Goal -
Turn the stretch of the items below that opens with the line containing "Mark every instance of the row" and closes with the line containing "333), (738, 98)]" into a Markdown table with the columns Row and Line, including both of those lines and leaving out any blank lines. Give only that table.

Data for processing -

******************************

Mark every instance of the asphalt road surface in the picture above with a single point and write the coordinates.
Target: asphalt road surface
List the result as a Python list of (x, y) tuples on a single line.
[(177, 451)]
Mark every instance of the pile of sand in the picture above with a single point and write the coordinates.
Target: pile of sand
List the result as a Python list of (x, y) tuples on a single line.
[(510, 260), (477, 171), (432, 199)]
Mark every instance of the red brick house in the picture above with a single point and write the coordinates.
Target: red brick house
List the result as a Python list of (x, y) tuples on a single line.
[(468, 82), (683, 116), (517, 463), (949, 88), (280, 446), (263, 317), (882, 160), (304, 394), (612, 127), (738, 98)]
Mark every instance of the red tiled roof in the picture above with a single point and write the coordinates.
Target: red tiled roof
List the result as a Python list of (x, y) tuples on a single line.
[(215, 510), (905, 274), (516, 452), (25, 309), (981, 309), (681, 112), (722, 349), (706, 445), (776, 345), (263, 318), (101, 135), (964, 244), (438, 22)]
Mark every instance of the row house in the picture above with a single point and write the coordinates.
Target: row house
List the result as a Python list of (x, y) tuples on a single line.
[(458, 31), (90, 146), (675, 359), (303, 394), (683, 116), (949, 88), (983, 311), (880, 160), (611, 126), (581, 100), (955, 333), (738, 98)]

******************************

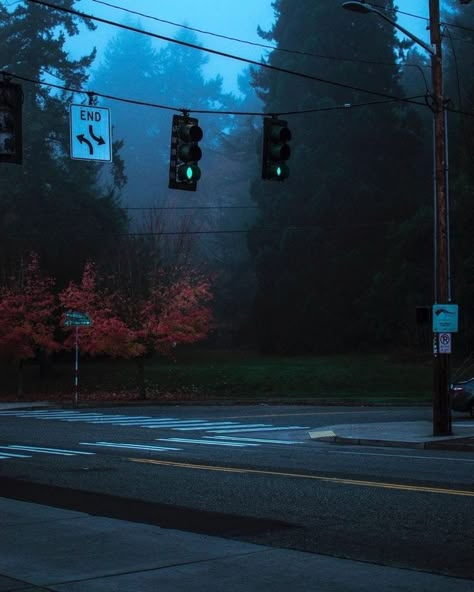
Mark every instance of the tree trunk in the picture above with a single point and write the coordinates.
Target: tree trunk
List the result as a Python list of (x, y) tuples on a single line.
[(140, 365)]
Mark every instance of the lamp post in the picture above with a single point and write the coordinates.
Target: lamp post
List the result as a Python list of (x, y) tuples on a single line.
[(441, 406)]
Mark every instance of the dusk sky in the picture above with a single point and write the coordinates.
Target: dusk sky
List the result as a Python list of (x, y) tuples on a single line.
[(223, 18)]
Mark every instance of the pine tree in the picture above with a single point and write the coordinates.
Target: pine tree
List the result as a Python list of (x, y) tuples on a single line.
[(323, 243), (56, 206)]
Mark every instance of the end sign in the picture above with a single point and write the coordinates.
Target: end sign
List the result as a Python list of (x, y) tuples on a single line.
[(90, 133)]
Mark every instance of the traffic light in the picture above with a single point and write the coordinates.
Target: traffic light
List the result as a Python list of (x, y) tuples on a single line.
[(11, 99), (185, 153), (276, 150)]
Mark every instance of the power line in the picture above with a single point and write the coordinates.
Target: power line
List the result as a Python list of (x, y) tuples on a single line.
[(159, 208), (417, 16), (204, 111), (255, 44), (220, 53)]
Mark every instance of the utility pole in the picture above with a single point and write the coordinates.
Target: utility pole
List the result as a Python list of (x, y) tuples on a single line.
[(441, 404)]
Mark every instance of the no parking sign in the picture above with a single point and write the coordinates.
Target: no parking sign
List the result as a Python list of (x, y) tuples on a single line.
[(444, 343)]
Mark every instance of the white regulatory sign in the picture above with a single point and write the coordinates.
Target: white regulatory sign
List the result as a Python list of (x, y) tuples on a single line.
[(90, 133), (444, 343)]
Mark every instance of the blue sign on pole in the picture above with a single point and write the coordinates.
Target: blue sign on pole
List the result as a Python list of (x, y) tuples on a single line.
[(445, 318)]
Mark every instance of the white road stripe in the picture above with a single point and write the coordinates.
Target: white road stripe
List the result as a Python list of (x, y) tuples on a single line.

******************************

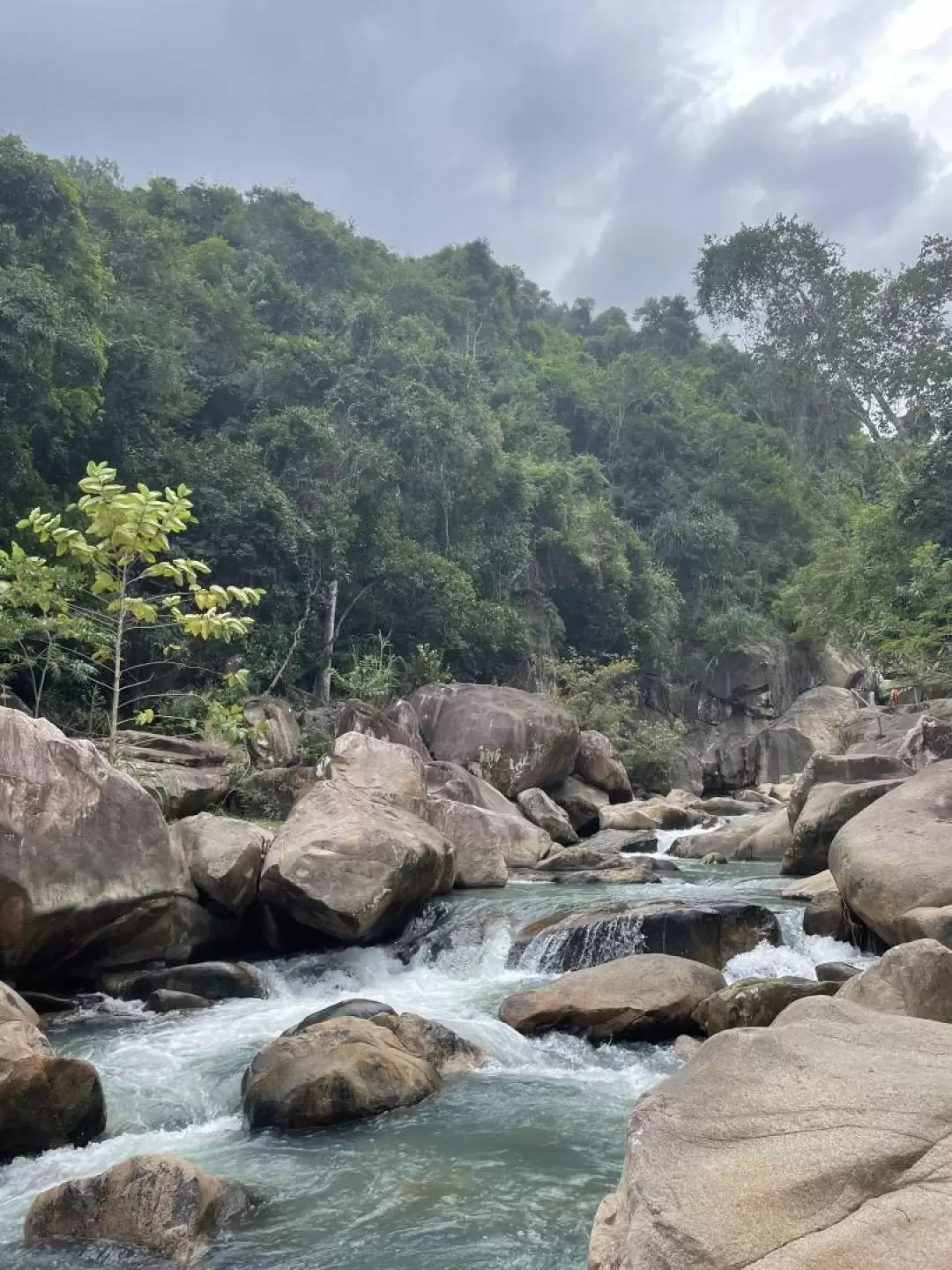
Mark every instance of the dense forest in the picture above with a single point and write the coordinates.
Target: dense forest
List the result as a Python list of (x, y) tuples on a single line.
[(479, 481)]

******************************

Expected answer -
| Row | Line |
|---|---|
| 1 | Mark every instance of the row house in the picture above with a single point and write the coordinates. |
| 2 | Target: row house |
| 3 | List the result as a Python list of (x, y) tuples on a single line. |
| 4 | [(458, 31), (90, 146), (675, 359), (303, 394), (683, 116), (949, 88), (983, 311), (880, 160), (611, 126), (581, 100), (955, 333), (738, 98)] |